──────── Vorliegender Text ────────

Downings Version lautet anders. «Wir offerierten Herrn Birkenfeld und seinen Anwälten, dass wir vor Gericht eine Verfügung anstreben, die ihn formell verpflichten würde, geschützte Daten herauszugeben», sagte er im Prozess. «Es handelt sich um ein bekanntes Verfahren, um das Schweizer Bankgeheimnis ausser Kraft zu setzen. Herr Birkenfeld wusste das, seine Anwälte auch.»
«Ein korruptes Bush-Justizministerium»
In einem Mail an einen Schweizer Freund nannte Birkenfeld darauf Downing & Co. «ein korruptes Bush-Justizministerium, das darauf abzielte, diese Sache unter den Teppich zu kehren und alle seine Freunde zu schützen». «Warum kommen keine berühmten Namen unter den US-Steuersündern zum Vorschein», fragte Birkenfeld rhetorisch. «Das wird erst dann passieren, wenn ich auspacke.»
Dafür bleiben Birkenfeld nur noch dreieinhalb Wochen. Am 8. Januar muss er das Haus seines Bruders im US-Staat Massachusetts verlassen und im zugewiesenen Gefängnis für 40 Monate einchecken. Es sei denn, es passiere ein Wunder. Und zwar von Eric Holder, US-Justizminister.
Die Anwälte von Birkenfeld appellierten an Holder mit der Begründung, die US-Ankläger würden wider besseres Wissen den Whistleblower belasten. Es stimme nicht, dass Birkenfeld Informationen über gewisse Kunden vorenthalte. Gemeint sind Birkenfelds eigene Klienten, darunter der Russe Igor Olenicoff, der ebenfalls verurteilt wurde und die UBS heute auf mehrere Hundert Millionen Dollar verklagt. Die Zeit für die angestrebte Begnadigung wird knapp. Trotz Birkenfelds Medien-Offensive liess sich Justizminister Eric Holder bisher nicht vernehmen.

──────── Datenauszug ────────

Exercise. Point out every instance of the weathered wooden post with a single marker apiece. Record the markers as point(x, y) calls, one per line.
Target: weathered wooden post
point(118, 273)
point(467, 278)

────────

Aufgabenstellung:
Für wie viele Monate muss Birkenfeld laut dem Text über seinen Fall ins Gefängnis?

Lösung:
Für 40 Monate.